<<<<

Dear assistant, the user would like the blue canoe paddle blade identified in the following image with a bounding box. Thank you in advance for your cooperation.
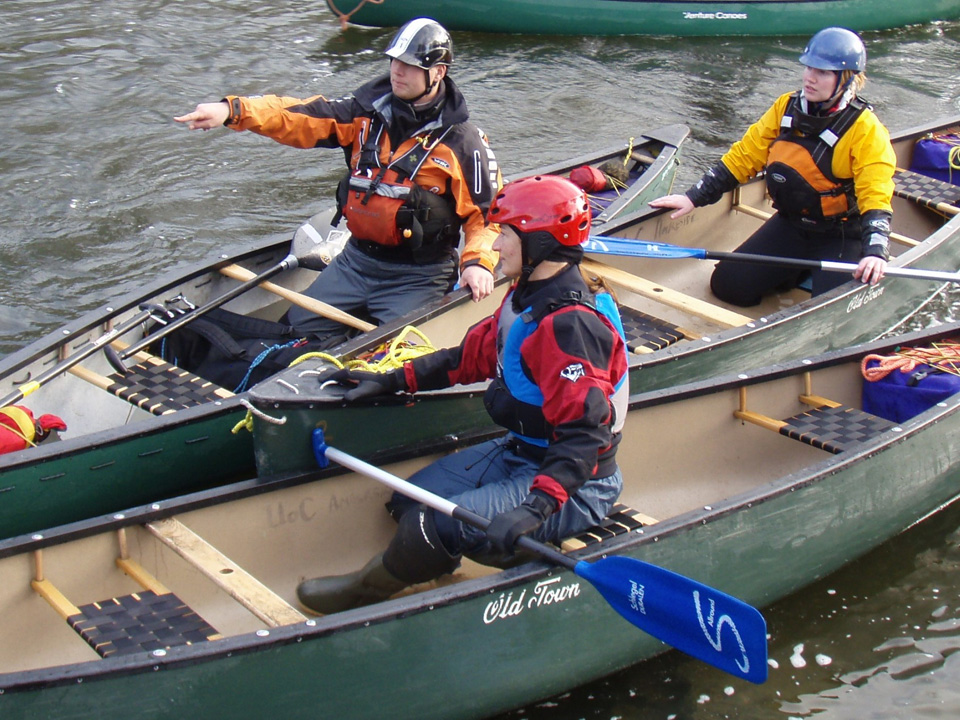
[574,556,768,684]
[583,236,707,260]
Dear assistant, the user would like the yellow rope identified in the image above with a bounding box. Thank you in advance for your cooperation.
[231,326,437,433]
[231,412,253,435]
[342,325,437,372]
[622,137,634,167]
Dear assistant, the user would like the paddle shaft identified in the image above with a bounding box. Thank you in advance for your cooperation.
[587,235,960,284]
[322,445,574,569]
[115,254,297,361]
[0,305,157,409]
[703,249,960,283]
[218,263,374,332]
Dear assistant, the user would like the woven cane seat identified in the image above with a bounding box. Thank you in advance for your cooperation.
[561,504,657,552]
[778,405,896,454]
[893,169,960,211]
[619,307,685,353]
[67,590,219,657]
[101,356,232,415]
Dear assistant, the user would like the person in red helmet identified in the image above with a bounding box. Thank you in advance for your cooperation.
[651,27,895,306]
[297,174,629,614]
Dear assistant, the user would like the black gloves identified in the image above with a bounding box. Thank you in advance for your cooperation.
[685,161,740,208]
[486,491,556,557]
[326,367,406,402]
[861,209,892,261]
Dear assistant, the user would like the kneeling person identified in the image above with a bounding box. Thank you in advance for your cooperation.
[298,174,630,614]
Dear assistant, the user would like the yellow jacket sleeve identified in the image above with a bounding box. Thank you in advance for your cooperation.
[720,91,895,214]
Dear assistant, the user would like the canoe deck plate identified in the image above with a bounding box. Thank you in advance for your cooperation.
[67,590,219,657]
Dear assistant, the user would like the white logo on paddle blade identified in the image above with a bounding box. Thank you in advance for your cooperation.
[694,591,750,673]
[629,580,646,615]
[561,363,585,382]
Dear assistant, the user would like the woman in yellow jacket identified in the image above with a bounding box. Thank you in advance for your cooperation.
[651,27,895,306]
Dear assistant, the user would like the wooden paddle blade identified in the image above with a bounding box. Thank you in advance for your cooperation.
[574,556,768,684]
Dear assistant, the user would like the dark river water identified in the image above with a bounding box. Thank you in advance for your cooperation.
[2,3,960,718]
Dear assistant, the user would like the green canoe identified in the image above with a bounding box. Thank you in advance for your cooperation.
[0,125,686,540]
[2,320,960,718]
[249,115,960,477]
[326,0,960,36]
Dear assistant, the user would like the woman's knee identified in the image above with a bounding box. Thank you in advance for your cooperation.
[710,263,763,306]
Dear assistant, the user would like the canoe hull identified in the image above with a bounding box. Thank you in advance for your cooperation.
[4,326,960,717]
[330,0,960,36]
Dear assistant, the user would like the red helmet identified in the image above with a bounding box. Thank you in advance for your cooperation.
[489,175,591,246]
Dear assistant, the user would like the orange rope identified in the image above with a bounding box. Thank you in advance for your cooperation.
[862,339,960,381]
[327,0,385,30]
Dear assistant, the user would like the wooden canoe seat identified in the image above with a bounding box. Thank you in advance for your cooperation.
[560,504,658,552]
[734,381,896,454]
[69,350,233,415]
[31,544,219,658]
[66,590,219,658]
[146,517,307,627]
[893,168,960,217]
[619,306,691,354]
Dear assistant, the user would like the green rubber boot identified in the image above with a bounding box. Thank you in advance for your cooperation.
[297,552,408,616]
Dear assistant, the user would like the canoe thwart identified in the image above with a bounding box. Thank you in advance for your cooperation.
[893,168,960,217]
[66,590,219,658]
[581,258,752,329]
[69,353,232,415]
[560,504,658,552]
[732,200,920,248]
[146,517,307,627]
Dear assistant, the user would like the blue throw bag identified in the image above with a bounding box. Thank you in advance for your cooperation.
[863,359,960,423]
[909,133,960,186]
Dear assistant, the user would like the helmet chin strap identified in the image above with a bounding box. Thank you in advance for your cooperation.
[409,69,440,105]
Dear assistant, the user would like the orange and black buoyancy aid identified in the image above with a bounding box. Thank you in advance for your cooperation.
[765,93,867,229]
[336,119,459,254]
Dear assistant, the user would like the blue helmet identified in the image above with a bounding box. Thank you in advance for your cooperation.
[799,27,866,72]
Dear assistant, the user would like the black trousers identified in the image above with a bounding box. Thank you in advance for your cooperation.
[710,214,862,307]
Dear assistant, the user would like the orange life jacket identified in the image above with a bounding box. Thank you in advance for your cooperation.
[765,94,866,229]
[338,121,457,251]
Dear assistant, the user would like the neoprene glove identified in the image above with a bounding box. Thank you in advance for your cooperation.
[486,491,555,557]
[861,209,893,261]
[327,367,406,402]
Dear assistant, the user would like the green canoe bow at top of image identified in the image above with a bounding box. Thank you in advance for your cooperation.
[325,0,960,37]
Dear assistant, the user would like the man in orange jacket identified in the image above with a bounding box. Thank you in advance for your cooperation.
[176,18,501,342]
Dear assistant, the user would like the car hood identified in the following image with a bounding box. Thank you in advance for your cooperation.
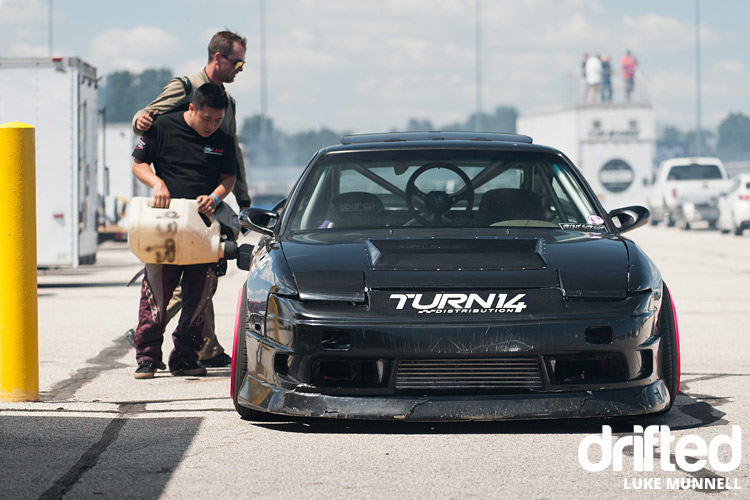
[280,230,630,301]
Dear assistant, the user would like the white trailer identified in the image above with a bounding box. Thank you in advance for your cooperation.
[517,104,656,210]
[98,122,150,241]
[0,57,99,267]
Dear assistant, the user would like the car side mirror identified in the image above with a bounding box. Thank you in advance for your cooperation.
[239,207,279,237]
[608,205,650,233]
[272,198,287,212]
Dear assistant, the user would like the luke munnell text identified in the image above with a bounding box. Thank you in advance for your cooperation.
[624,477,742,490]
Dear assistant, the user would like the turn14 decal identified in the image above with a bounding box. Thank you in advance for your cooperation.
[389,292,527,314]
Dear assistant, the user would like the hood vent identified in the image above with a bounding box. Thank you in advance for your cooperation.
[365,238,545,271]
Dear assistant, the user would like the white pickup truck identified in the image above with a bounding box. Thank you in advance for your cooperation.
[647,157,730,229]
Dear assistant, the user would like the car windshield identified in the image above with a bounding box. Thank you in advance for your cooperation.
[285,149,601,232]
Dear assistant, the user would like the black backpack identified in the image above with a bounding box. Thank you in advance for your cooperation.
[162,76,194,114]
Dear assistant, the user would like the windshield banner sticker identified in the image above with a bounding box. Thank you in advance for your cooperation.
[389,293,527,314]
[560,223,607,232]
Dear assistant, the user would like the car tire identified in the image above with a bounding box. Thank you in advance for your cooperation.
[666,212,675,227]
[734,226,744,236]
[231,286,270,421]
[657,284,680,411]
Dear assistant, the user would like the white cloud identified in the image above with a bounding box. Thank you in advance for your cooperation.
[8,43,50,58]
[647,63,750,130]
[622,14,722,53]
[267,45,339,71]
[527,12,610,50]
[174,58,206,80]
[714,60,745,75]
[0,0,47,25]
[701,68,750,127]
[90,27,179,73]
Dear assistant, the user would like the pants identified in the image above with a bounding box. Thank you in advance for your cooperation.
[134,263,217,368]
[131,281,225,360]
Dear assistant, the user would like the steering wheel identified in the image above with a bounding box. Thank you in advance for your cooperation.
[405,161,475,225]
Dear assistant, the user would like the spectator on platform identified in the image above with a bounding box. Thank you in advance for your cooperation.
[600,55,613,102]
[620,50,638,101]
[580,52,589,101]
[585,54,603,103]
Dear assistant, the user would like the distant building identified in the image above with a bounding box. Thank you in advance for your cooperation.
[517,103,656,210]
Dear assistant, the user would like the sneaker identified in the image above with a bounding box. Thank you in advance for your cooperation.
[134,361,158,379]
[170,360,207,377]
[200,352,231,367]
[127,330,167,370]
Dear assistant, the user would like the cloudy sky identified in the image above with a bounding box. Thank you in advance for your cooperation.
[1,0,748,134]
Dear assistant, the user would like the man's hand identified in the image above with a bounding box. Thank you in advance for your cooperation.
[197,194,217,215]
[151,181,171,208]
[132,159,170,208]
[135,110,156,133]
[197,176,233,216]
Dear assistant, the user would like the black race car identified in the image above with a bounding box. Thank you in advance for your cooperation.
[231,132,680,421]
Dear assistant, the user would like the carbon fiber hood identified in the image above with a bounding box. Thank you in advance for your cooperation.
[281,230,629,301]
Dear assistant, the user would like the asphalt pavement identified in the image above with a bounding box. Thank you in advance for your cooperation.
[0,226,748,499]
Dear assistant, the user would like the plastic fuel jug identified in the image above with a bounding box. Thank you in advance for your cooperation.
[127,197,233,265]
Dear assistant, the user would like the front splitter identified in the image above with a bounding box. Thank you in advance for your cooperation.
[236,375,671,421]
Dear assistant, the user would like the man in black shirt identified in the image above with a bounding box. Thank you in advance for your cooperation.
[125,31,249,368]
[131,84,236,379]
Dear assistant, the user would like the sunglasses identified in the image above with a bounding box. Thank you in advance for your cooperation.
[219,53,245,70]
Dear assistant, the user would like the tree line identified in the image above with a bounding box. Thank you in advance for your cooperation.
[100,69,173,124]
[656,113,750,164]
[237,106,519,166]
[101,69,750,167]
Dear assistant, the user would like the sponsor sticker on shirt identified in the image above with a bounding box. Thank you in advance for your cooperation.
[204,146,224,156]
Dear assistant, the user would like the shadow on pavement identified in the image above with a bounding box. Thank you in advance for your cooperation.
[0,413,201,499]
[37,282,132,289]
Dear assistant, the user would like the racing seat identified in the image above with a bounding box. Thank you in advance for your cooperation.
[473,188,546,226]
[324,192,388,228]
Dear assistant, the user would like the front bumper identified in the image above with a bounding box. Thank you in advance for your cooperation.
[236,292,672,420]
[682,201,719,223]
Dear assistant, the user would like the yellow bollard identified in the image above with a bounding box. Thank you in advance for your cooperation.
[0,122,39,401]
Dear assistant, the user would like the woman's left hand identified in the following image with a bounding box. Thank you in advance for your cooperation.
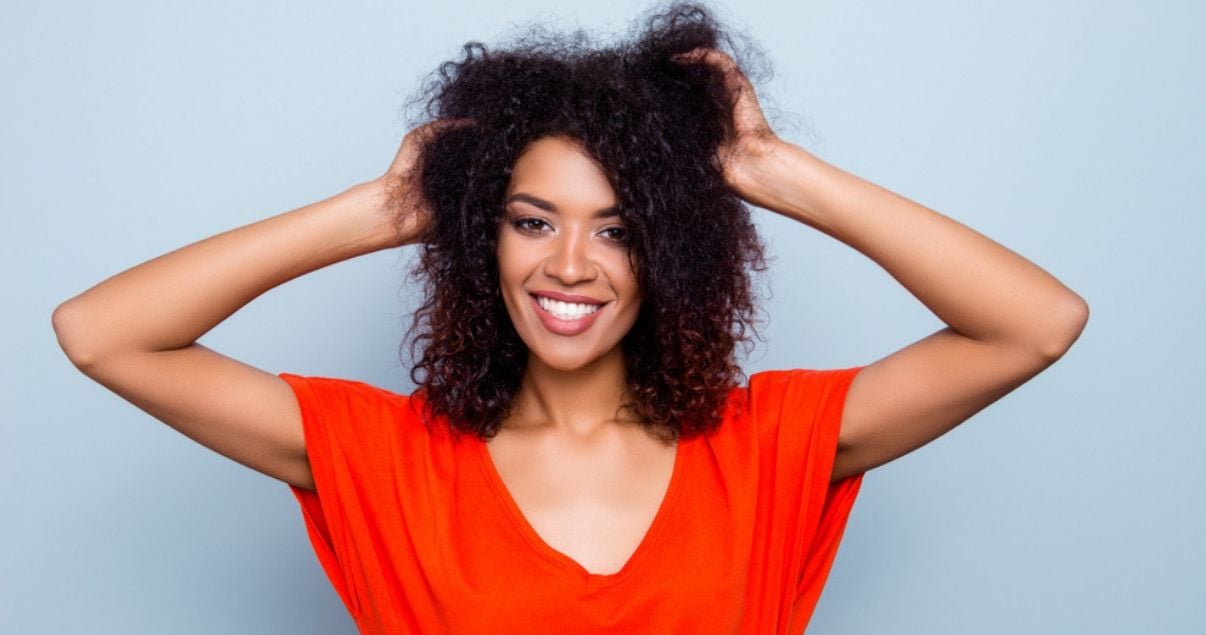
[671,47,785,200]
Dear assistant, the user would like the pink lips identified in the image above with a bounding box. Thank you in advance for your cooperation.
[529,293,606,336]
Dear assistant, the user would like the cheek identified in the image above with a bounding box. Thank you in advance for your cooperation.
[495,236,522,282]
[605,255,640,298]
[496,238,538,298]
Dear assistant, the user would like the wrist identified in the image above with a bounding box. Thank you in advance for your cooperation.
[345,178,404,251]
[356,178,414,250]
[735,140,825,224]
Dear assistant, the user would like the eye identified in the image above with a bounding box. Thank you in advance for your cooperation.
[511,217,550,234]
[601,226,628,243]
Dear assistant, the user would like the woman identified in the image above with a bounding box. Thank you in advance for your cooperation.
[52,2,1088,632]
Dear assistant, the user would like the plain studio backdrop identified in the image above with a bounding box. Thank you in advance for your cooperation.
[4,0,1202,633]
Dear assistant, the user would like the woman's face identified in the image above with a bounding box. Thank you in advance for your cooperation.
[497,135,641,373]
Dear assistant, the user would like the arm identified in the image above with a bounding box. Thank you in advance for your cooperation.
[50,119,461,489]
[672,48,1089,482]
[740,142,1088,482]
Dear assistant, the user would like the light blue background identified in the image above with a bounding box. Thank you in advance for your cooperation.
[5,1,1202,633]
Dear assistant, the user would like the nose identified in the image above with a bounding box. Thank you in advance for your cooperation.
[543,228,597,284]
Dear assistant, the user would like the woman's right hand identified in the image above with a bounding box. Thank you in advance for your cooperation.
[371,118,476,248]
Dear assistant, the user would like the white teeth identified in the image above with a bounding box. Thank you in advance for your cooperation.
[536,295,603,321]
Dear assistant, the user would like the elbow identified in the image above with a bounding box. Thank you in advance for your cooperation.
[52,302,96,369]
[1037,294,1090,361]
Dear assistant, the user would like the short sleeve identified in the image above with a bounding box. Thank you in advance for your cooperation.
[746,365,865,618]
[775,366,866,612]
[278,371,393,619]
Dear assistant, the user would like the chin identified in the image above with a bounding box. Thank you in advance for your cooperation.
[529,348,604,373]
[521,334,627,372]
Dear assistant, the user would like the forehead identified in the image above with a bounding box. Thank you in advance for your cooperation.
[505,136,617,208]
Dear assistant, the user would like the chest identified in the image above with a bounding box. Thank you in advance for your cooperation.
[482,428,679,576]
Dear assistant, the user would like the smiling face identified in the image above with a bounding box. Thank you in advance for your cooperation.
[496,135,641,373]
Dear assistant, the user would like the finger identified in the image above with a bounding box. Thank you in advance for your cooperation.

>>>>

■ **Your assignment**
Your answer should hold only the lines from the one with "Dear assistant, the user would like the chin" through the end of the listing above, both ends included, written out exactly.

■ **Solution to the exercise**
Dear assistant, the user would like the chin identified in the image above with a bounding box. Thank you in advance for your cooperation.
[529,348,604,373]
[521,334,627,372]
Dear assistant, the user would like the forehead identified in the image above with a bounding box. Thank you in advance for your cooperation.
[505,136,617,208]
Dear assistant, the user would like the chest identified in the image above with a bounding box. Thank you in advance for your cooperation.
[482,428,679,576]
Dear assistant, the user would like the smiling face identified in the image above with a bounding box. Thank you in advance for your cooperation.
[496,135,641,373]
Dear assistant, the user would like the finger identified in the image above with a bounding box. Thank you in advance for your cooperation.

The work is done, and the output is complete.